Reading text:
In high school I wrote and edited my own page in the newspaper, i called it "Chris Galligher's page" (inventive title) this site has most of the articles under odd essays. this is some stuff that i have thought of since then.


When people get drunk, they like to say "I'm drunk off my ass." but this really makes little since. When you get severely drunk you usually fall on your ass. So, in reality you are drunk on your ass.

10 things that piss me off


1) White guys who try to say spanish names with hispanic accents.
2) People who talk on cellular telephones just to "Look Cool"
3) People who put movie lines into everyday conversations.
4) People who let their sunglasses slide down their noses.
5) Anyone who thinks they have an "interesting comment" about the weather.
6) Authors who spell out numbers over 20
7) When the first letter of a book is in big old english print
8) Restaurants that serve sodas out of cans
9) Any one under the age of 12 that expects their taste in music to be taken seriously
10) People who try to rebel against anything while wearing a tommy hilfiger shirt. (TERRELL!!!)





Why is an oriental tourist so amused by everything?

"Thats besides the point"

How about on top of the point, why isnt any thing ever in a vertical relation to the point? Even in horizontal relations why dont they specify? Is it to the left or right?

"Man his house smells funny!"

Why is it that everyone elses house smells funny? Some of them smell bad. Others smell rather plesant, you think "I wish my house smellt this way" I had this friend whose house smelld horiible. One day he decided to move and deep down inside i thought "I'm glad i dont have to smell that smell anymore." So i helped him move his new house smellt great and i thought "alright, that smell is finally in the past" The next time i came back to his house apon opening the door i was greeted by a strange, yet familiar odor. Thats right it was back! How did it find him? Did he leave a forwadring address? Did it look him up in the phone book?


An Arm and a Leg
Often times, when describing an expencive item, "like for example, your wives gold plated dildo with the dimond studs" people will use the phrase, "that cost me an arm and a leg" well ive been thinking about this alot latley (in my infanate spare time) and ive descided that this phrase confuses and horrifies me. First off, who ould want to barter with an appendage? where would i be able to find an arm or leg dealer? Ive met alot of fishy chericters in my day, but never an arm nor leg dealer. Second, why are these the only body parts that we trade with? I personally would think some internal, transplantlible organ would be worth more (like for instance a spleen) Third, and most frighting, is the thought WHAT IN THE WORLD ARE THESE PEOPLE DOING WITH ALL OUR ARMS AND LEGS! Well i for one have come up with the answer, and here it is, only one type of person would be collecting arms and legs from good hard working Americans, the type of person who wants to disable workers, and kill captialism, thats right! our good old freinds the communists! damn you commy bastards! damn you all to hell!

Task instructions:
Carry on the humor essays from their final sentence, writing in the same voice. The material that comes next has no connection to the humor essays above.

Records shown:
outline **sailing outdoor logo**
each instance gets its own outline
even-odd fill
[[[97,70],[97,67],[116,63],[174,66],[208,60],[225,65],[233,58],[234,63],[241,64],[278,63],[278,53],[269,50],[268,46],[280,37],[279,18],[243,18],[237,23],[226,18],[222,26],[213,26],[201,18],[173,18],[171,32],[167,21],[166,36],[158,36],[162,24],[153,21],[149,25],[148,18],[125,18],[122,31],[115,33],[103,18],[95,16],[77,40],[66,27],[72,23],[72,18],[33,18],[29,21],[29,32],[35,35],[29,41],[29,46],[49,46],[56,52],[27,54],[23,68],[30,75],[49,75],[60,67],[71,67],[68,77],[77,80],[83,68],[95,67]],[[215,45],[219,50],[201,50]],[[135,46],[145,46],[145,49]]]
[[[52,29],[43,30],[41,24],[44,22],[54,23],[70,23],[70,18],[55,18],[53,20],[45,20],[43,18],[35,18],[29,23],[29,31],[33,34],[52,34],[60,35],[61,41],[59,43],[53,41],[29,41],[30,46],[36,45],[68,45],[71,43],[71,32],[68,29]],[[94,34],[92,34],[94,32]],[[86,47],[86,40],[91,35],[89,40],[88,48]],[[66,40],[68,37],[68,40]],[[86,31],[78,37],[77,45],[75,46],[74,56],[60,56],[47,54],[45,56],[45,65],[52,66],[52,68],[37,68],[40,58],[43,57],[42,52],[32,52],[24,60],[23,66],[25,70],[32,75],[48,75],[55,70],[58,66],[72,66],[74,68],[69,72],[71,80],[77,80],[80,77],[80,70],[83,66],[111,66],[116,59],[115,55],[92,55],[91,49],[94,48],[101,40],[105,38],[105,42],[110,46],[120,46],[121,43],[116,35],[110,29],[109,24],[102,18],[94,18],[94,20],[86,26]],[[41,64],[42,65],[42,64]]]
...
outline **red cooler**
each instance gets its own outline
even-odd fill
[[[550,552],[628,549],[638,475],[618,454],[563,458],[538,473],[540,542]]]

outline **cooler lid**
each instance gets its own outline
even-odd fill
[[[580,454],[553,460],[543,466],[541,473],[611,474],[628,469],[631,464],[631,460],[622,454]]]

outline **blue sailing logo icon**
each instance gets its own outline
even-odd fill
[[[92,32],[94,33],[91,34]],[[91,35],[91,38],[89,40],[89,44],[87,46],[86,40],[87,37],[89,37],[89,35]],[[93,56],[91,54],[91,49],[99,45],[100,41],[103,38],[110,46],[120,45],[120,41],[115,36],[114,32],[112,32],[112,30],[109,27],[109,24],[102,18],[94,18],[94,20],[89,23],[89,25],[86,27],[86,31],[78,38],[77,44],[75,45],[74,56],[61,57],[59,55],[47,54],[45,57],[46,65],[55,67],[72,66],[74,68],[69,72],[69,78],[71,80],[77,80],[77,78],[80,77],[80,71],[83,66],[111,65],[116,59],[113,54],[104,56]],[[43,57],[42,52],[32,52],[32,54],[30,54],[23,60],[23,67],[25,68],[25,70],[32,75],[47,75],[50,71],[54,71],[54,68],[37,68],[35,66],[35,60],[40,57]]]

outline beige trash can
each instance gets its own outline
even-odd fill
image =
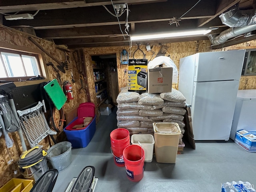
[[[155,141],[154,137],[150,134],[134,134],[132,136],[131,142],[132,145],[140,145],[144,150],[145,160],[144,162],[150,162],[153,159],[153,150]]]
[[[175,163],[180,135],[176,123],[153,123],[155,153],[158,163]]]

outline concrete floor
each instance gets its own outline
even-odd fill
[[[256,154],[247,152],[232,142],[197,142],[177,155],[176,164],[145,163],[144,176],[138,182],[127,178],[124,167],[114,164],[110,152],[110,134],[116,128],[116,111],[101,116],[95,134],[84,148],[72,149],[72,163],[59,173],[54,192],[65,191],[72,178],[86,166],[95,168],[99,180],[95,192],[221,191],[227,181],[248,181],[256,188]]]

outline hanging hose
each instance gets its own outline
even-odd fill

Reply to the task:
Why cant i name my kid Jesus

You know somthing, it doesnt sem fair! hispanic people can name thier kid Jesus. Sure, the pronounce it different, but their naming him after the same guy. Nine out of ten muslim guys in the world are named Mohomed, and still if i were o name my kid Jesu it would be sacreligous. This does not seem fair to me, come on people all i want is to raise little Jesus without him getting hasseled. could you imagine, th sunday school teacher calling role? or what about when he got in trouble, it wouldbe hard to yell at someone named Jesus woulnt it? Jesus! Jesus whats the matter with you! you wuld hav to find another exclamitory word i would think. i cant really think of a good way to end this, so im just gonna stop.

CONGRADULATIONS!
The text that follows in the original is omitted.